Rows
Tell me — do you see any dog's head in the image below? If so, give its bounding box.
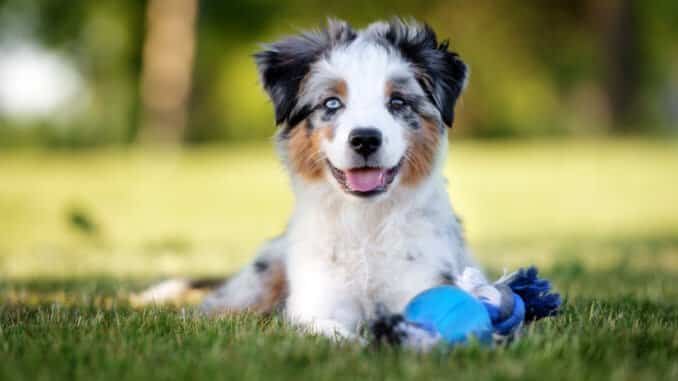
[255,20,467,198]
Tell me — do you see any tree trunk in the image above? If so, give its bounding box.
[140,0,198,145]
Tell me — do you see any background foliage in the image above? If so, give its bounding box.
[0,0,678,146]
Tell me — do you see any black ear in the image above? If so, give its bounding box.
[384,19,468,127]
[254,20,356,126]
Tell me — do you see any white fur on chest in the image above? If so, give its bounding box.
[287,175,471,330]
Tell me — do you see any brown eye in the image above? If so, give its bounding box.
[388,97,406,110]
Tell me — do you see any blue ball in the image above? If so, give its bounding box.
[404,286,492,344]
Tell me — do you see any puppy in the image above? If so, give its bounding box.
[150,19,484,338]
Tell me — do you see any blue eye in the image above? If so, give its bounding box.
[388,97,406,110]
[323,97,343,111]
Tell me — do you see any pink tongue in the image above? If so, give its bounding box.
[346,169,386,192]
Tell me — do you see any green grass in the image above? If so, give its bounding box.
[0,140,678,380]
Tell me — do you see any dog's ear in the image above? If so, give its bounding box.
[254,19,356,127]
[384,19,468,127]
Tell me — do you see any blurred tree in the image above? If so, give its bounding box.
[141,0,198,144]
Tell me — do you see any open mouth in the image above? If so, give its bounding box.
[327,160,402,197]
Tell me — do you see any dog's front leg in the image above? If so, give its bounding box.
[286,272,362,340]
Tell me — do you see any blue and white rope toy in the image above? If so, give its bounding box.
[371,267,562,351]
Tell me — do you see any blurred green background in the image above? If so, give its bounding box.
[0,0,678,147]
[0,0,678,279]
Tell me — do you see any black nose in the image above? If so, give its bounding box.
[348,128,381,157]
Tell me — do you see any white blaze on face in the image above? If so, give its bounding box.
[313,39,413,170]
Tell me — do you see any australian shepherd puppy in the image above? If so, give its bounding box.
[142,20,484,338]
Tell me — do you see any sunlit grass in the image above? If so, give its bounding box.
[0,140,678,380]
[0,140,678,278]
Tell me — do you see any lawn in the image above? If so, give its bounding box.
[0,139,678,380]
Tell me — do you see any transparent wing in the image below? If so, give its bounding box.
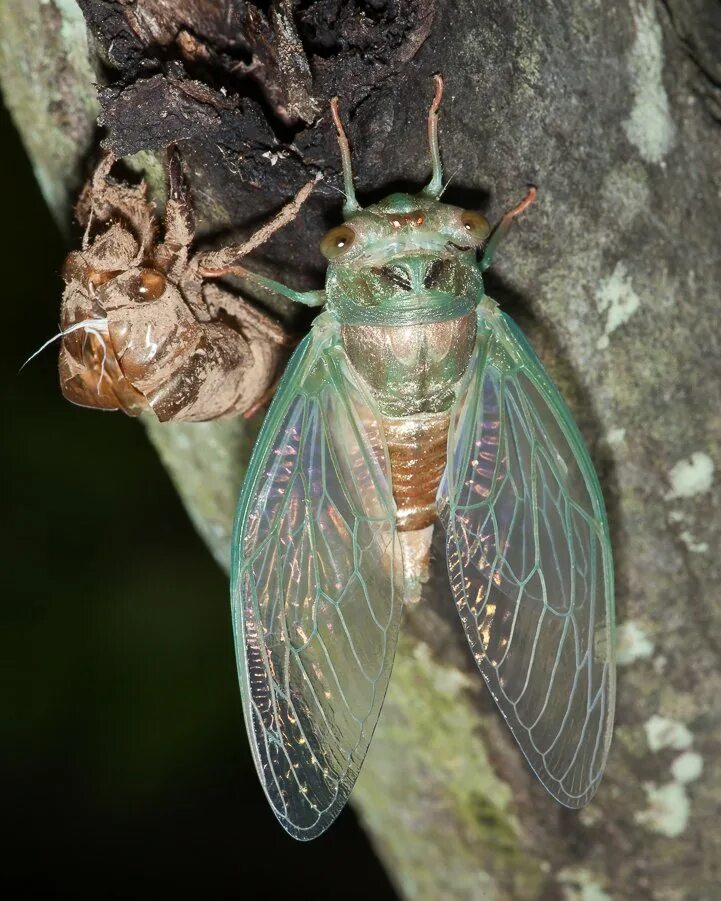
[438,301,615,807]
[232,314,402,839]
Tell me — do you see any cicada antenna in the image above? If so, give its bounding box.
[330,97,361,216]
[423,73,443,197]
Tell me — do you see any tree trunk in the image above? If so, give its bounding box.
[0,0,721,901]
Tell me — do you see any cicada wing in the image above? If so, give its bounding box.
[438,302,615,807]
[232,314,403,839]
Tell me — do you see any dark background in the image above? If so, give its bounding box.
[0,100,394,898]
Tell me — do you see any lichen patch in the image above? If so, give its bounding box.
[623,2,675,163]
[596,262,641,350]
[671,751,703,785]
[666,451,714,501]
[636,782,690,838]
[616,619,654,666]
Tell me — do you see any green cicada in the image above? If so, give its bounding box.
[219,76,615,839]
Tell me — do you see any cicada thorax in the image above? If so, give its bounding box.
[341,312,476,532]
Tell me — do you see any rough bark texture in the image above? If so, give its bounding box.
[0,0,721,901]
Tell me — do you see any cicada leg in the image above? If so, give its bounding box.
[154,145,195,281]
[481,186,538,271]
[195,174,325,307]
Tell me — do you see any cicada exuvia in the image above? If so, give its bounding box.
[207,77,614,839]
[54,147,317,422]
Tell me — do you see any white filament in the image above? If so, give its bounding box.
[18,318,108,394]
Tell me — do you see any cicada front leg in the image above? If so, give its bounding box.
[60,148,320,421]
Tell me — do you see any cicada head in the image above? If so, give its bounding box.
[320,76,490,325]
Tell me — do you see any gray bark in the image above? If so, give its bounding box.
[0,0,721,901]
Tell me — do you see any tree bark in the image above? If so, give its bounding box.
[0,0,721,901]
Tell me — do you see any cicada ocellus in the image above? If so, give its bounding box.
[218,77,614,839]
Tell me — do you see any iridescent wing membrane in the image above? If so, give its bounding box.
[438,301,615,807]
[232,314,402,839]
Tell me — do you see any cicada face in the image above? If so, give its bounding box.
[321,194,490,326]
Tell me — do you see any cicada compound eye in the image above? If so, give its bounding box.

Aim
Switch "blue ball" to "red ball" in everything from the start of the entries down to the line containing "[404,286,492,344]", and write those lines out again with nothing else altered. Leave the pictures out of your answer.

Response to the exercise
Tell me — do you see any dog's head in the image below? If so, give its bounding box.
[255,20,467,198]
Tell me — do you see any tree trunk in the image above? If so, give its bounding box.
[140,0,198,145]
Tell me — do you see any background foliage in the image above? If so, give its bounding box.
[0,0,678,146]
Tell me — do you see any black ear in the image above? If so, give its bounding box.
[384,19,468,127]
[254,20,356,126]
Tell me — do you see any white fur on chest in the image above? If so, give its bounding box.
[287,175,471,330]
Tell me — do you see any brown eye in the image above? If so, give its bounding box.
[388,97,406,110]
Tell me — do you see any red ball in the image above? If so, give its bounding box.
[404,286,492,344]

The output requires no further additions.